> _WHAT IS BEING ASKED_: Can you copy the COPS passage from "In sum, COPS" to "type-specific regulatory networks.", swapping "elucidation" for "clarification"?

When analyzing sequences with bioinformatics tools such as COPS, a parameter that should be taken into consideration is the important role of PWMs. TF co-occurrences are likely to be falsely omitted if the reported PWMs fail to represent the actual binding profile of the respective TFs or if they are poorly annotated. Furthermore, false positive results may be obtained due to degenerate PWMs that are frequently encountered in the genome and are therefore likely to be part of co-occurrence patterns on multiple genomic regions. An additional critical parameter is the definition of the genomic regions that will be considered as “TF-bound DNA regions”. In contrast to the regions defined by ChIP-Seq, which are usually in the range of a few hundreds base-pairs long, DamID- and ChIP-on-Chip- detected regions often extend up to several kilo base-pairs. In such cases, the region that is bound by the TF in vivo
is not always easy to detect due to a decrease of the signal to noise ratio. Moreover, similarly to all computational routines, COPS cannot capture several aspects of in vivo
transcriptional regulation. First of all, recruitment of TFs can occur without the presence of recognizable TF motifs on the respective genomic region. In such cases, genomic localization of the TF is mediated via binding at distal sites followed by DNA looping or via protein-protein interactions 
. For instance, when Mef2a- and Nkx2.5-bound sequences were analyzed in our study, COPS failed to detect the BSs of the known co-regulator Srf due to the fact that Srf binding at target sequences largely relies on protein-protein interactions and to a lesser extent on the recognition of consensus sequences 
. In addition, as epigenetic modifications often define the accessibility of genomic regions to TFs, TFBSs detected by COPS might not be occupied in vivo
. Therefore, genome-wide data on histone modifications could be used to optimize the interpretation of results obtained by COPS. Finally, detection of co-occurring BSs by COPS does not necessarily mean that the respective TFs combinatorially interact with the CRMs, but they could also be occupied by the TFs in different tissues or at different developmental stages.
In sum, COPS is a potent computational tool applicable for identifying potential transcriptional co-regulators that define context-dependent transcriptional outputs. In combination with genome-wide data for TF-DNA interactions, histone modifications and protein-protein interactions COPS allows the elucidation of cell type-specific regulatory networks.

> _DATASET EXCERPT_:
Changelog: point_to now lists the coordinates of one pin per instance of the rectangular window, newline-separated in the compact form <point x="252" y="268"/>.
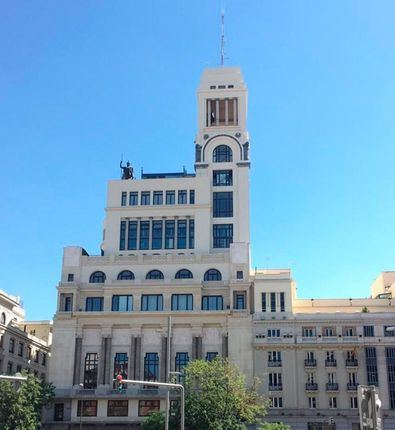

> _TASK RESPONSE_:
In sum, COPS is a potent computational tool applicable for identifying potential transcriptional co-regulators that define context-dependent transcriptional outputs. In combination with genome-wide data for TF-DNA interactions, histone modifications and protein-protein interactions COPS allows the clarification of cell type-specific regulatory networks.